• [Goal of the exercise] Convert every line of the data below into a JSON list of strings, one string per line, leaving out blank lines.

• [Record list]
_ _ _
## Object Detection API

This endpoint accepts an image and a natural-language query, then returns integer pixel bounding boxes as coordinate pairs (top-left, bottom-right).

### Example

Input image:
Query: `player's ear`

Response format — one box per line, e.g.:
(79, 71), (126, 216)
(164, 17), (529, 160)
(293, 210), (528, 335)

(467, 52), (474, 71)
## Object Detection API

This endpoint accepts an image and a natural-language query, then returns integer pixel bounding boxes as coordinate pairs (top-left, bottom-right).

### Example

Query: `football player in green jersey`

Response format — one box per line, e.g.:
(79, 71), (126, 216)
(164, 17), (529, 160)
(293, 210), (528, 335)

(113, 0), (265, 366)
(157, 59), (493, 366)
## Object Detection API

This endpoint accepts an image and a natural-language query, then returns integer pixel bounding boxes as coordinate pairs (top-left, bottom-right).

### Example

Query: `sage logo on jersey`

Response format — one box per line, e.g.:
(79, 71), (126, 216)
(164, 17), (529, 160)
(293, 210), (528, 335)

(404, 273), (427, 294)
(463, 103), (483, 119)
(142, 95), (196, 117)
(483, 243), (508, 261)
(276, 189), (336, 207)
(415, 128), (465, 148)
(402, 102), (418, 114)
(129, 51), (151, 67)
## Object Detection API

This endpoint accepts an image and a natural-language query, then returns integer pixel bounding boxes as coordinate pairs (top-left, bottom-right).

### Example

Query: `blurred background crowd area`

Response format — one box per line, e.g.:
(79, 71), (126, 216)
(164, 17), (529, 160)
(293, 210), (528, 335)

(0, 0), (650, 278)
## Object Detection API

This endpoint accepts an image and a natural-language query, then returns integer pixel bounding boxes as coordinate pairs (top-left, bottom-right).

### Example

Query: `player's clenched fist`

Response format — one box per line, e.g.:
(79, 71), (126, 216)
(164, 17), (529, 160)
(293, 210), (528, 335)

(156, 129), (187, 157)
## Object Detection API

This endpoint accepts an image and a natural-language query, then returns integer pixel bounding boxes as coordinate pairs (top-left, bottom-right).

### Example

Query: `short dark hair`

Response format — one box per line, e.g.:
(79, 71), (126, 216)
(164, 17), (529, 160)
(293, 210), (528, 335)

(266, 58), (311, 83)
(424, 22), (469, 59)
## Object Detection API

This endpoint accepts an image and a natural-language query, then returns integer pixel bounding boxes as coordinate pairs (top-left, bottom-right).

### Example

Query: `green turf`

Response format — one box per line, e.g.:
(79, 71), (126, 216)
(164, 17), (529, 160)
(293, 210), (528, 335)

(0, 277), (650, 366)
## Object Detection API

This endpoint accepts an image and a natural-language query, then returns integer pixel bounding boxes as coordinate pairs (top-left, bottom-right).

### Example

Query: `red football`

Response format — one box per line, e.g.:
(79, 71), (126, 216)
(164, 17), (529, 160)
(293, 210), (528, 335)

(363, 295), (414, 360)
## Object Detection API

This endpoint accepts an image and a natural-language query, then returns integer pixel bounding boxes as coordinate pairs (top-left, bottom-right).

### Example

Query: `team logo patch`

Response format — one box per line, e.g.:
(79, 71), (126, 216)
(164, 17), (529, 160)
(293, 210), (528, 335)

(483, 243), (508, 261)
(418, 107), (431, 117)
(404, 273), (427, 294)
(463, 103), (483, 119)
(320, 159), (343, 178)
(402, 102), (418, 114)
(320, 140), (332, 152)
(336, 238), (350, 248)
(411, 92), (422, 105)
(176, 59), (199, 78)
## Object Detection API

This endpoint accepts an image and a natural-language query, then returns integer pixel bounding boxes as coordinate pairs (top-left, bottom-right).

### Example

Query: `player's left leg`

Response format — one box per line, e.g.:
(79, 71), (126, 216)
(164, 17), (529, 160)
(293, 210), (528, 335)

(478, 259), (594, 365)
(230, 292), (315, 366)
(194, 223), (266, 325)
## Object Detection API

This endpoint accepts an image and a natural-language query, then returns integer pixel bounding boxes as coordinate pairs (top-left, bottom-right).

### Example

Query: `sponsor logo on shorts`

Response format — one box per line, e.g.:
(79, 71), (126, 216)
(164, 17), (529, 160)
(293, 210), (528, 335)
_ _ _
• [Response for this exercise]
[
  "## Object Detection API",
  "This endpoint accepts an image and a natural-language query, then returns integer pixel bounding boxes as coordinate pairs (top-left, bottom-right).",
  "### Example",
  "Input image:",
  "Query: `player's ear`",
  "Response format — one box per line, e.g.:",
  "(79, 71), (126, 216)",
  "(164, 17), (529, 160)",
  "(293, 210), (528, 335)",
  "(467, 52), (474, 71)",
  "## Object Detection API",
  "This endpoint accepts an image and a natural-language query, then returns integer pixel bounding boxes as coordinate pairs (top-left, bottom-right).",
  "### Example",
  "Query: `football player in green jersey`",
  "Response format — one box per line, e.g.:",
  "(79, 71), (126, 216)",
  "(164, 17), (529, 160)",
  "(293, 210), (528, 335)",
  "(113, 0), (265, 366)",
  "(157, 59), (493, 366)",
  "## Object Detection API",
  "This endpoint accepts an image and a natural-language query, then returns integer pixel bounding boxes as coordinate pairs (top-left, bottom-right).",
  "### Example",
  "Query: `sage logo on jersey`",
  "Response format — one box per line, e.g.:",
  "(79, 71), (126, 216)",
  "(164, 17), (529, 160)",
  "(293, 210), (528, 335)",
  "(404, 273), (427, 294)",
  "(463, 103), (483, 119)",
  "(142, 95), (196, 117)",
  "(483, 243), (508, 261)",
  "(276, 189), (336, 207)",
  "(415, 128), (465, 148)",
  "(402, 102), (418, 114)",
  "(129, 51), (151, 67)",
  "## Object Detection API",
  "This endpoint accepts an image and a natural-language query, then returns integer pixel bounding boxes as coordinate pairs (top-left, bottom-right).",
  "### Example",
  "Query: `blurred background crowd area`",
  "Response format — one box per line, e.g.:",
  "(79, 71), (126, 216)",
  "(164, 17), (529, 160)",
  "(293, 210), (528, 335)",
  "(0, 0), (650, 278)",
  "## Object Detection API",
  "This endpoint accepts an image and a natural-language query, then returns integer pixel bounding boxes as coordinate pairs (top-left, bottom-right).",
  "### Example",
  "Query: `player's clenched fist`",
  "Response format — one box per line, e.g.:",
  "(79, 71), (126, 216)",
  "(164, 17), (529, 160)",
  "(293, 210), (528, 335)",
  "(156, 129), (187, 157)",
  "## Object Detection API",
  "This endpoint accepts an image and a natural-language query, then returns integer pixel bounding boxes as coordinate pairs (top-left, bottom-right).",
  "### Example",
  "Query: `short dark hair`",
  "Response format — one box per line, e.g.:",
  "(79, 71), (126, 216)",
  "(164, 17), (529, 160)",
  "(293, 210), (528, 335)",
  "(266, 58), (311, 83)",
  "(424, 22), (469, 59)",
  "## Object Detection API",
  "This endpoint accepts an image and a natural-language query, then returns integer pixel bounding boxes as coordinate pairs (top-left, bottom-right).",
  "### Example",
  "Query: `green turf`",
  "Response format — one box per line, e.g.:",
  "(79, 71), (126, 216)",
  "(164, 17), (529, 160)",
  "(293, 210), (528, 335)",
  "(0, 277), (650, 366)",
  "## Object Detection API",
  "This endpoint accepts an image and a natural-language query, then returns integer pixel bounding boxes as coordinate pairs (top-left, bottom-right).",
  "### Example",
  "Query: `red football`",
  "Response format — one box per line, e.g.:",
  "(79, 71), (126, 216)",
  "(164, 17), (529, 160)",
  "(293, 210), (528, 335)",
  "(363, 295), (414, 360)",
  "## Object Detection API",
  "This endpoint accepts an image and a natural-language query, then returns integer pixel bounding boxes as coordinate pairs (top-left, bottom-right).",
  "### Example",
  "Query: `team logo patch`",
  "Response format — one box per line, e.g.:",
  "(79, 71), (126, 216)",
  "(164, 17), (529, 160)",
  "(293, 210), (528, 335)",
  "(483, 243), (508, 261)",
  "(418, 107), (431, 117)",
  "(404, 273), (427, 294)",
  "(463, 103), (483, 119)",
  "(320, 159), (343, 178)",
  "(402, 102), (418, 114)",
  "(320, 140), (332, 152)",
  "(336, 238), (350, 248)",
  "(411, 92), (422, 105)",
  "(176, 59), (199, 78)",
  "## Object Detection API",
  "This endpoint accepts an image and a natural-language query, then returns integer pixel bounding boxes as coordinate pairs (top-left, bottom-right).",
  "### Example",
  "Query: `player's left leg`",
  "Response format — one box per line, e.g.:",
  "(79, 71), (126, 216)",
  "(164, 17), (529, 160)",
  "(293, 210), (528, 335)",
  "(478, 259), (594, 365)",
  "(230, 292), (315, 366)",
  "(194, 223), (266, 325)",
  "## Object Detection API",
  "This endpoint accepts an image and a natural-language query, then returns integer pixel bounding boxes as coordinate pairs (top-left, bottom-right).",
  "### Example",
  "Query: `sponsor logo on shorts`",
  "Response format — one box per line, e.g.:",
  "(79, 71), (126, 216)",
  "(164, 17), (529, 160)",
  "(293, 210), (528, 335)"
]